* [Assignment]:
Copy the lines exactly as they appear, starting with the first line of the records and ending with the line that contains "305L75 303L30 338H597L596".

* [Material for this exercise]:
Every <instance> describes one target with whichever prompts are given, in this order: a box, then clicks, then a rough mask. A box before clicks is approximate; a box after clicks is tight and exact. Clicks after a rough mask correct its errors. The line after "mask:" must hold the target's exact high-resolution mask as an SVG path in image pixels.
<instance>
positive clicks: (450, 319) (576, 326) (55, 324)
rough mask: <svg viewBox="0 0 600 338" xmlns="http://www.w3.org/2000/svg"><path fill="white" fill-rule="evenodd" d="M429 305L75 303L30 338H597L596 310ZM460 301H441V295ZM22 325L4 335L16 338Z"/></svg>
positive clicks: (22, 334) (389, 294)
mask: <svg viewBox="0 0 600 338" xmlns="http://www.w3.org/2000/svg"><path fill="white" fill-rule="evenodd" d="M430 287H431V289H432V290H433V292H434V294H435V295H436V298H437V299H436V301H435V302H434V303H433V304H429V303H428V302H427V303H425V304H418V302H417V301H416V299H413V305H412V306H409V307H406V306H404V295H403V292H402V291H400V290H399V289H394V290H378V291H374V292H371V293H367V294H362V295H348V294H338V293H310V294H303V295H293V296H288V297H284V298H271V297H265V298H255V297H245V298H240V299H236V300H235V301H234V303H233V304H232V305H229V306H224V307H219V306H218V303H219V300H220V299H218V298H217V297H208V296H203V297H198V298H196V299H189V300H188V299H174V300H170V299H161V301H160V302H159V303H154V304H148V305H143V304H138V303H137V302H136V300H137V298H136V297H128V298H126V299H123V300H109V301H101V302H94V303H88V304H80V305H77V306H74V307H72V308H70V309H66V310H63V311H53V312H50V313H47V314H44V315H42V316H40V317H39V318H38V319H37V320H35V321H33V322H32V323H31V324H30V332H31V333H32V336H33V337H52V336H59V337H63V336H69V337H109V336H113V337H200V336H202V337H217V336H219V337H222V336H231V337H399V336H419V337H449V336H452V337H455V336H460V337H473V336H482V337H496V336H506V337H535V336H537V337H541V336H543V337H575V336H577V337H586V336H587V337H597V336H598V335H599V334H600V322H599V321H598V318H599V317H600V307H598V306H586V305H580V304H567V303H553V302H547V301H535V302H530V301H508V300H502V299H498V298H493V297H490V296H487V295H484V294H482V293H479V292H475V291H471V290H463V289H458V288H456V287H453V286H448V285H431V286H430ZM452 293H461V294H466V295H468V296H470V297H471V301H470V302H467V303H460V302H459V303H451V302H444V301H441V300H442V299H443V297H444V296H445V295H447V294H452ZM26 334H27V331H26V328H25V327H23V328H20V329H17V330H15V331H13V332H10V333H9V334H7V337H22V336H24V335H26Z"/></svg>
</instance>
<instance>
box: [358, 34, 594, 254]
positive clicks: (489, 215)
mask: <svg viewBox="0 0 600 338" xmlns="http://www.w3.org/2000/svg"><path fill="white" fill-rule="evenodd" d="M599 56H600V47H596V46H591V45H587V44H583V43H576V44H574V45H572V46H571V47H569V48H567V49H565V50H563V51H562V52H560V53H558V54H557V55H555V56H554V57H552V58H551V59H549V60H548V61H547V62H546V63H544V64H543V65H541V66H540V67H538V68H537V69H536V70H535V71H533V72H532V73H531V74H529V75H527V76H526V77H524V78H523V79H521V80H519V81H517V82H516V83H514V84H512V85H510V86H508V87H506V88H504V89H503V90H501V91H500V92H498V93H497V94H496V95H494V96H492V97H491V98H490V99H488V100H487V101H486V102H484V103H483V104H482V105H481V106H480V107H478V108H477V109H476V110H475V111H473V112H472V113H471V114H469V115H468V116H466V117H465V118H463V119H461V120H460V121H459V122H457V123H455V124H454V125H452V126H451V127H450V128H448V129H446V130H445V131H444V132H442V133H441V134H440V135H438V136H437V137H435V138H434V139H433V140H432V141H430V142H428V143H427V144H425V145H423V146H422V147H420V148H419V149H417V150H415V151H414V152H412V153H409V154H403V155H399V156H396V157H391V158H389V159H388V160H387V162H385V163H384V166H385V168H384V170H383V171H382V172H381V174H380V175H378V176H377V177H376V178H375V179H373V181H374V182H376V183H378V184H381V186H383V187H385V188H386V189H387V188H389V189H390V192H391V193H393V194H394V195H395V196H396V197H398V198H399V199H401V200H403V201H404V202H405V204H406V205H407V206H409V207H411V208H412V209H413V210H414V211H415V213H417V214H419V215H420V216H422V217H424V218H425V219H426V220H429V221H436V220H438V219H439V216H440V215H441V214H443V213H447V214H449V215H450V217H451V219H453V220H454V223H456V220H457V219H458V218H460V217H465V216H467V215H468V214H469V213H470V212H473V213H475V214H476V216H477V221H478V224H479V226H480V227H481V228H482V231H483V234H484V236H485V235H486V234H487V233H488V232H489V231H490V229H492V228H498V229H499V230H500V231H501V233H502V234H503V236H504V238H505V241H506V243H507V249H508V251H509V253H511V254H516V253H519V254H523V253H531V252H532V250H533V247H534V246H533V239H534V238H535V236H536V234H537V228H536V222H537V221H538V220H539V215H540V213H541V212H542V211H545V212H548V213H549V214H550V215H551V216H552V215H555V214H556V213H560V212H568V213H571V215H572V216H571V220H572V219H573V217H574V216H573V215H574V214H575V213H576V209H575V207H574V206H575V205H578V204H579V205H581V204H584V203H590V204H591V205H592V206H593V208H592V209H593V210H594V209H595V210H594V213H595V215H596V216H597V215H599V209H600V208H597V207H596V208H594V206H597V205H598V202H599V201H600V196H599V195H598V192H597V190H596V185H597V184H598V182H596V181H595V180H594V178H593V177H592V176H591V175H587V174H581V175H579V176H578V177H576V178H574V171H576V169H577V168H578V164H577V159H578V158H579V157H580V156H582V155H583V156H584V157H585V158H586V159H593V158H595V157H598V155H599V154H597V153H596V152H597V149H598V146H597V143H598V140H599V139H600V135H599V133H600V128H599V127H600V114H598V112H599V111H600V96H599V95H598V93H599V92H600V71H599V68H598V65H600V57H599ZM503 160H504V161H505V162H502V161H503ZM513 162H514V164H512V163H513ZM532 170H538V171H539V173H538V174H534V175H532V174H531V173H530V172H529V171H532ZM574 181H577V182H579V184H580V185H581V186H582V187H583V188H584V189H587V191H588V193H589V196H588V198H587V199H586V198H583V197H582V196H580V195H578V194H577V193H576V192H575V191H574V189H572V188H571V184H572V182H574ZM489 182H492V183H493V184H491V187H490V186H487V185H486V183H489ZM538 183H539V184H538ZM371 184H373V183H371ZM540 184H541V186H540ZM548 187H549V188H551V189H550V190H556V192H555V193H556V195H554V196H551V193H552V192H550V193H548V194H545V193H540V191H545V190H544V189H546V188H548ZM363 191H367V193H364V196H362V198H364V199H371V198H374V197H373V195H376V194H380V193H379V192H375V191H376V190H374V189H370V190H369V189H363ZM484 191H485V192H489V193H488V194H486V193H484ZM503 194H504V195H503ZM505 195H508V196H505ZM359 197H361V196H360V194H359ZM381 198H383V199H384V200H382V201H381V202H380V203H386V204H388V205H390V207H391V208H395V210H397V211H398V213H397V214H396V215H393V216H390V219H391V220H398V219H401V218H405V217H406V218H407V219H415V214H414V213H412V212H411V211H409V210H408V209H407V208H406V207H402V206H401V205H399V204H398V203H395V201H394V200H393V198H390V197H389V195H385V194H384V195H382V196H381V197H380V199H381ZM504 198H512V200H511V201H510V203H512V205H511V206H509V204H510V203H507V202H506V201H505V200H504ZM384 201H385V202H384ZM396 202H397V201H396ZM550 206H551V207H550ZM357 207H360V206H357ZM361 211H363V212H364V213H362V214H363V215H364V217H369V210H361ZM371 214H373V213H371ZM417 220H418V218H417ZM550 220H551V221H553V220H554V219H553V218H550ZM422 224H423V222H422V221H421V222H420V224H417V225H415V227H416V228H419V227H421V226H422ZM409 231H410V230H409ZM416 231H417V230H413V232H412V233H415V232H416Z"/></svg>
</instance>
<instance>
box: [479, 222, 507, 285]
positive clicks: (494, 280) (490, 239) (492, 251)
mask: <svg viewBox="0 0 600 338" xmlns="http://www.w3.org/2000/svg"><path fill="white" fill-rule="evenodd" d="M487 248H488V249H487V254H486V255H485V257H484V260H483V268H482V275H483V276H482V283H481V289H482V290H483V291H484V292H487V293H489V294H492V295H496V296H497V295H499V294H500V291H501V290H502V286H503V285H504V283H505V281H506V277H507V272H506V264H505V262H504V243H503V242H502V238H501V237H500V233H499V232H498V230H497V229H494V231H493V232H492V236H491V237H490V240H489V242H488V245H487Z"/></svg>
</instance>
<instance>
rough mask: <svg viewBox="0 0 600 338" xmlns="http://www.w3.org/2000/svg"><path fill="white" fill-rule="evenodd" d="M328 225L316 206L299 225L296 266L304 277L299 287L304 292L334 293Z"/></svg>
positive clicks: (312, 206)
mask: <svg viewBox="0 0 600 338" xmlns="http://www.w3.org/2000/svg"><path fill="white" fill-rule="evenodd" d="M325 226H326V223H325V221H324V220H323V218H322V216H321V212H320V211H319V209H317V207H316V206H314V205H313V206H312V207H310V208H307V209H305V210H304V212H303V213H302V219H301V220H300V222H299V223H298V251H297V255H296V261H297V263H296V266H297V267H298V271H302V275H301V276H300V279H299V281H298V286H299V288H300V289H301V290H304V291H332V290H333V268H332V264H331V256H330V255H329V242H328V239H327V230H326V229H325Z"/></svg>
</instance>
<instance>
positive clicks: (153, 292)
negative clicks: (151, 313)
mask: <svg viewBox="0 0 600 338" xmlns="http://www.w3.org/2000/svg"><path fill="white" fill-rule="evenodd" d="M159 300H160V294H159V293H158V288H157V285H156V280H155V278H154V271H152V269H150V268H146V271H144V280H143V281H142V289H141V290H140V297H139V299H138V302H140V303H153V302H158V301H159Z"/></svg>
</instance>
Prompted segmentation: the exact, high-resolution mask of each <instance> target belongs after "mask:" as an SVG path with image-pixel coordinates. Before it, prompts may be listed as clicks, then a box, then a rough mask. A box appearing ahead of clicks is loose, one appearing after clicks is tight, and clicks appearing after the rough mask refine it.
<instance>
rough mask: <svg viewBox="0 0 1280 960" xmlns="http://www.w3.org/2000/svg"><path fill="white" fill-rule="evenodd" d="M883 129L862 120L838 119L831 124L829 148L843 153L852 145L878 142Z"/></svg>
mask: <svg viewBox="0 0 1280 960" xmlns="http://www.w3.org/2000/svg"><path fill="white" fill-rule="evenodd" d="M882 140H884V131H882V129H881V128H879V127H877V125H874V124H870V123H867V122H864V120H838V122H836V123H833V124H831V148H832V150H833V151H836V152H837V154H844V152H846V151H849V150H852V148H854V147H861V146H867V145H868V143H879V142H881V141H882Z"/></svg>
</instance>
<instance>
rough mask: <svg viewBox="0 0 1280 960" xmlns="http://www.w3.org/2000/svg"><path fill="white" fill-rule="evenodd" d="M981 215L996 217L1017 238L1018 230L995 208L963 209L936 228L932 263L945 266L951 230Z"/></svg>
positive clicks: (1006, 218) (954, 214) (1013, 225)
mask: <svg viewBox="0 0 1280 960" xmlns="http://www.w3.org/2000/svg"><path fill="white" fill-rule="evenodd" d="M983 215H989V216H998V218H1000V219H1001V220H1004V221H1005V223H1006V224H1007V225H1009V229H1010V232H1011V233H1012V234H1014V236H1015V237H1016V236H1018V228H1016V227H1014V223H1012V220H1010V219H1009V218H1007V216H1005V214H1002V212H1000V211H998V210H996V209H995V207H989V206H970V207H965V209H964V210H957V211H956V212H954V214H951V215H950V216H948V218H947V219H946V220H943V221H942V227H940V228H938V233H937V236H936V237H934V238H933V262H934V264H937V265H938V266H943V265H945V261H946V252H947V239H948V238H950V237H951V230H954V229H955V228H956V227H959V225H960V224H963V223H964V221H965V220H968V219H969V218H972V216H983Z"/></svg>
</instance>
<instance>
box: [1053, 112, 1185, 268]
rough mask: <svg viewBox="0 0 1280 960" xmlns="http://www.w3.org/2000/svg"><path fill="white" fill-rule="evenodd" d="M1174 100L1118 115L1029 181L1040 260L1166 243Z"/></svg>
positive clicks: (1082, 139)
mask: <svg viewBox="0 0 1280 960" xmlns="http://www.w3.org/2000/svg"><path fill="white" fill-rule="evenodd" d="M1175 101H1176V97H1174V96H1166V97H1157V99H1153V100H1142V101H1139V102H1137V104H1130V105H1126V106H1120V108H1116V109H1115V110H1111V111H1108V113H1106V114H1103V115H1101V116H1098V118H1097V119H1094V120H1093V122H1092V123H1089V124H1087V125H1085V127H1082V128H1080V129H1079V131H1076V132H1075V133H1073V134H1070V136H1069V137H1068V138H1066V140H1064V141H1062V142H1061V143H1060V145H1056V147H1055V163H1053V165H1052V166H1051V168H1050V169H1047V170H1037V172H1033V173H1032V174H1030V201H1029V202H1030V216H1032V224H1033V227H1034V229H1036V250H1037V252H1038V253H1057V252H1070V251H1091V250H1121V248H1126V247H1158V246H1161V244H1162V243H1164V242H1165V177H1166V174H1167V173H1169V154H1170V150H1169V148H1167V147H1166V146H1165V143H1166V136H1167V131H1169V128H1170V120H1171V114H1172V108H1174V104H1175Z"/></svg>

* [Result of this task]:
Every <instance> describes one target with whichever prompts are given, in this order: a box, then clicks, then a rough mask. A box before clicks is approximate; a box after clicks is tight and exact. Clicks after a rough mask correct its errors. The line after "mask:" must hold the target's exact high-resolution mask as an SVG path in image pixels.
<instance>
positive clicks: (450, 319) (576, 326) (55, 324)
rough mask: <svg viewBox="0 0 600 338" xmlns="http://www.w3.org/2000/svg"><path fill="white" fill-rule="evenodd" d="M429 305L75 303L30 338H597L596 310ZM460 301H441V295ZM22 325L4 335L16 338Z"/></svg>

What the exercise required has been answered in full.